Please locate every line in the items below that contains the word "metal" and copy each one out. Case counts.

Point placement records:
========================================================================

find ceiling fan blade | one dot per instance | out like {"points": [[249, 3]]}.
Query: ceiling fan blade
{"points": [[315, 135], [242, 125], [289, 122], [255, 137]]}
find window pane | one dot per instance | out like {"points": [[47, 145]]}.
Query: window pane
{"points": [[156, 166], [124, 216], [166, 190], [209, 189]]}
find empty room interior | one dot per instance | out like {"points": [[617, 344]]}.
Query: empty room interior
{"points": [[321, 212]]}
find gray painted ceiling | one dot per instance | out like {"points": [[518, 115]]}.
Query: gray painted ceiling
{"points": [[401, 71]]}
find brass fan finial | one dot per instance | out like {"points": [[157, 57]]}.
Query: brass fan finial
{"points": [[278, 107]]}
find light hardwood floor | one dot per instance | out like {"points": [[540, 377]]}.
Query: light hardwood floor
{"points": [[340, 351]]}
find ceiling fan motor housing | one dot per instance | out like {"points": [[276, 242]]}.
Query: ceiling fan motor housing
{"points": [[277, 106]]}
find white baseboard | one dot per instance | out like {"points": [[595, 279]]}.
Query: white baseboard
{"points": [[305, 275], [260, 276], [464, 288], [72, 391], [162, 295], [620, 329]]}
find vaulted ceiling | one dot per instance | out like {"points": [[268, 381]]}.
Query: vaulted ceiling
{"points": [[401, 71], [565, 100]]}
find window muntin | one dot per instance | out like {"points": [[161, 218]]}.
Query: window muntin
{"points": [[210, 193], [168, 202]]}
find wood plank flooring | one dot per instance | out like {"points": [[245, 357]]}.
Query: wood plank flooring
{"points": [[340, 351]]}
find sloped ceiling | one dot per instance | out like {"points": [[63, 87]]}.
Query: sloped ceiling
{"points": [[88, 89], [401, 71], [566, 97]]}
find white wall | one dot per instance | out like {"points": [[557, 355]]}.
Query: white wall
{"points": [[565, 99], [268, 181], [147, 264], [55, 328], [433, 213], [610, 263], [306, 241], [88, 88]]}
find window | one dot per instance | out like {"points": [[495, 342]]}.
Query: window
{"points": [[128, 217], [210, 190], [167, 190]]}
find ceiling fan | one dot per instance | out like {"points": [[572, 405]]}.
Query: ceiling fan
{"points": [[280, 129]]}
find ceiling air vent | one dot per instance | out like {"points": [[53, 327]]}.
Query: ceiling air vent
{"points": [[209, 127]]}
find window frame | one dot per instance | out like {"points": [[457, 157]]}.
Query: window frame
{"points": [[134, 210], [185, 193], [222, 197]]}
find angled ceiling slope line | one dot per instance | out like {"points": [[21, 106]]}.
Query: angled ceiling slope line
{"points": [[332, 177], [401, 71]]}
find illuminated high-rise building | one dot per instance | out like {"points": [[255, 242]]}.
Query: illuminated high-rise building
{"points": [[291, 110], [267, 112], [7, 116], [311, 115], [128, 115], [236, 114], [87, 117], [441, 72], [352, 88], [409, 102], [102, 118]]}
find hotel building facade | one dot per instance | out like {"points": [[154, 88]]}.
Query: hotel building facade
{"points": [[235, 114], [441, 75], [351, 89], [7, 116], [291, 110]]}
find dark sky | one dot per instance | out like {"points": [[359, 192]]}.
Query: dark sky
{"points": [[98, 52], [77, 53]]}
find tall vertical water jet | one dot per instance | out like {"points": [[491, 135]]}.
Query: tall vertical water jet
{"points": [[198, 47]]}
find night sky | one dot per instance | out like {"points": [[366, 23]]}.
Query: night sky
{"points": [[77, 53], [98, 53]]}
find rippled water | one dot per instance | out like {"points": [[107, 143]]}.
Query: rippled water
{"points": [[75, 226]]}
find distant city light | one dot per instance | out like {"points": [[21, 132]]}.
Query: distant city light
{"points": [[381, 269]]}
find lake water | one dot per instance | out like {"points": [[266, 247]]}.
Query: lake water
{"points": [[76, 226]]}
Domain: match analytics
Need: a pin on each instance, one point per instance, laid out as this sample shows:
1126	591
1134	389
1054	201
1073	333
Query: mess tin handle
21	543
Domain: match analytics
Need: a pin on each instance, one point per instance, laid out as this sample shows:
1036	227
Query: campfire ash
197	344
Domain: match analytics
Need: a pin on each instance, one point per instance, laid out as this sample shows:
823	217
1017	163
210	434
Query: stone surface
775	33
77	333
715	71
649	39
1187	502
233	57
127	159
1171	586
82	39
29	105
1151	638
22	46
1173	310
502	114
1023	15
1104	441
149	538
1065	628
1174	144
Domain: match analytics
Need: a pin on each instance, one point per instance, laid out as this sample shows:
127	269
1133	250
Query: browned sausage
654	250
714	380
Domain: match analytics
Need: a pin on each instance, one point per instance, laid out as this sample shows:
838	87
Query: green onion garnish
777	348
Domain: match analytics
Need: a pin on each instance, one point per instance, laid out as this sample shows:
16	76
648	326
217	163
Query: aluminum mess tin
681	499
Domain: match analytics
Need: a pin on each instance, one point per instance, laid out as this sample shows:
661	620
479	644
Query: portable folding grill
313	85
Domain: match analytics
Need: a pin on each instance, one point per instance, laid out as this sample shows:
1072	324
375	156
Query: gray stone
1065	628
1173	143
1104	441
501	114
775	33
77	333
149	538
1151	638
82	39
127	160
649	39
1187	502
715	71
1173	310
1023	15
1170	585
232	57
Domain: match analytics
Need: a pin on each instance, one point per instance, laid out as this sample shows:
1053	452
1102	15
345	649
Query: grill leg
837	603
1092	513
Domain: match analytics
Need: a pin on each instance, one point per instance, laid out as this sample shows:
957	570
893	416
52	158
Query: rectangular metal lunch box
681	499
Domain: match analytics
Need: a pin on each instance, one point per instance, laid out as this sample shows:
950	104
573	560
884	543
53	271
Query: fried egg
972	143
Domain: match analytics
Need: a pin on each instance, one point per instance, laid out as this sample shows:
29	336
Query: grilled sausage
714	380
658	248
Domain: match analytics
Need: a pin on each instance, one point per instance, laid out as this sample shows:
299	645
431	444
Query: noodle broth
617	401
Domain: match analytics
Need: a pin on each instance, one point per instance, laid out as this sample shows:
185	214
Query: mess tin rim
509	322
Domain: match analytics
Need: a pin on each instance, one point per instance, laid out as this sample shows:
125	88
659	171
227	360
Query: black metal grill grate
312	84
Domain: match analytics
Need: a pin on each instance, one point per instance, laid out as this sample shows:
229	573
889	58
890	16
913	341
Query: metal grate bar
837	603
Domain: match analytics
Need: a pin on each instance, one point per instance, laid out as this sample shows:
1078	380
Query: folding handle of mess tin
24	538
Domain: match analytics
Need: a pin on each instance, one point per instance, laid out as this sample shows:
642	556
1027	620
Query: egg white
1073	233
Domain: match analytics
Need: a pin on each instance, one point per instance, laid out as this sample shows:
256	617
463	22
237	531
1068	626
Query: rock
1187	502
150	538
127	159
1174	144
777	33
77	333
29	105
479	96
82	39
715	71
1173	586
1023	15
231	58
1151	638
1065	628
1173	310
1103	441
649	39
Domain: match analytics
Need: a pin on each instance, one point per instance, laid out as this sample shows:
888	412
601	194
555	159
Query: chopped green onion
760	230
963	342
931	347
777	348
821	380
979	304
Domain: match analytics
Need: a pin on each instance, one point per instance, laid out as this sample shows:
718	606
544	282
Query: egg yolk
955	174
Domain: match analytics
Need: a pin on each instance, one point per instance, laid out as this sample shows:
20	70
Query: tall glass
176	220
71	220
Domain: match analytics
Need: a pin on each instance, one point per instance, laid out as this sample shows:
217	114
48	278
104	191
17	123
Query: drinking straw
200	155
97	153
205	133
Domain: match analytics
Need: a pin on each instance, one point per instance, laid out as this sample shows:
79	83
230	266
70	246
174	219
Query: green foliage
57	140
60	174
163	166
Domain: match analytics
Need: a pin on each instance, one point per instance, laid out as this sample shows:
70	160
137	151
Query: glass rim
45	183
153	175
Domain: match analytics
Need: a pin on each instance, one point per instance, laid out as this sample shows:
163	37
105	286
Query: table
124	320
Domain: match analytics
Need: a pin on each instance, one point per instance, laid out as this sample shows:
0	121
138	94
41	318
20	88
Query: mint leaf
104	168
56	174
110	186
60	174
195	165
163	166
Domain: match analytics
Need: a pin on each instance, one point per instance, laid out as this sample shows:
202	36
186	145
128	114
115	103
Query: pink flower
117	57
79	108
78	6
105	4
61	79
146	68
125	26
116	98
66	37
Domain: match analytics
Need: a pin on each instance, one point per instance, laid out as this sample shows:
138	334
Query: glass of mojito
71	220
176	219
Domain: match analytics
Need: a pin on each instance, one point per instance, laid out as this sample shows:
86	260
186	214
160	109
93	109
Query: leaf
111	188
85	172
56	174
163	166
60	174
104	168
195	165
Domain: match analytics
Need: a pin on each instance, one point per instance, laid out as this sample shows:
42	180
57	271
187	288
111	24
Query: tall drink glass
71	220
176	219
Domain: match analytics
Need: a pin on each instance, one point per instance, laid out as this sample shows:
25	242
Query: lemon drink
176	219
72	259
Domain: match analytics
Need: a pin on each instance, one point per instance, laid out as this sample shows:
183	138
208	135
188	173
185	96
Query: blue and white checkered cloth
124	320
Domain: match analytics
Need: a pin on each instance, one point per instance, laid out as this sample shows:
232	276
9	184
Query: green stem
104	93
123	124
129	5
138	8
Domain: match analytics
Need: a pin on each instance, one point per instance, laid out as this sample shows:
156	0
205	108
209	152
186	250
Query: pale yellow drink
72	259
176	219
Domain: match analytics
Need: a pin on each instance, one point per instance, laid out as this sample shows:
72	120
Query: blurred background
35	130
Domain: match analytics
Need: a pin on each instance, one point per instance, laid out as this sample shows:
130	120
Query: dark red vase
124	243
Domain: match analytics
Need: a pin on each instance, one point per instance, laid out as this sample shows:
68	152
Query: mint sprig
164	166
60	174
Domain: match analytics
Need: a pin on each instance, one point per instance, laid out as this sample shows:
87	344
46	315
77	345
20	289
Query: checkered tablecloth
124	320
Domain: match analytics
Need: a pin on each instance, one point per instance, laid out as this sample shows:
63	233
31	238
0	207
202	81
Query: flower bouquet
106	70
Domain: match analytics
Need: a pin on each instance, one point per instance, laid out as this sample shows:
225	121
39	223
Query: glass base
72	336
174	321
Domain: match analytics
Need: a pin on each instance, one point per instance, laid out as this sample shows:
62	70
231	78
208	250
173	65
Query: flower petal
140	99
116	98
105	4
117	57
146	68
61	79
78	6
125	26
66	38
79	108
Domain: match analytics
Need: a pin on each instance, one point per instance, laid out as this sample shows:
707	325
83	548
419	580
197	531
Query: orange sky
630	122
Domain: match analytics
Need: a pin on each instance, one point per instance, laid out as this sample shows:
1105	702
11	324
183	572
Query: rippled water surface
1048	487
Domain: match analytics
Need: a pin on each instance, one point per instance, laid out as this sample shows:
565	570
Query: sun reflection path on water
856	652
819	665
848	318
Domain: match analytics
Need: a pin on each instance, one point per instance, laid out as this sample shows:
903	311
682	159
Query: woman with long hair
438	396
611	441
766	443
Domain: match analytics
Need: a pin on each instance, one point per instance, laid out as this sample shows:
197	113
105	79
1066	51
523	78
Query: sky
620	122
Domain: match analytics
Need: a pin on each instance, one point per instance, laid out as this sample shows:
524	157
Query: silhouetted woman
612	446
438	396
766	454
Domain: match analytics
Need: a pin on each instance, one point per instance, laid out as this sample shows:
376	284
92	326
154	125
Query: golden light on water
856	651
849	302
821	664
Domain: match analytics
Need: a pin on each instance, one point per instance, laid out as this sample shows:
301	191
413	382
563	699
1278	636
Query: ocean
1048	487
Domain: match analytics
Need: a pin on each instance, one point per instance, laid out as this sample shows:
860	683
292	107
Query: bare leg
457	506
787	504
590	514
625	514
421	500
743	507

========================================================================

● Complete answer:
Query: rectangular metal lunch box
Query: black metal grill grate
Query: metal grate bar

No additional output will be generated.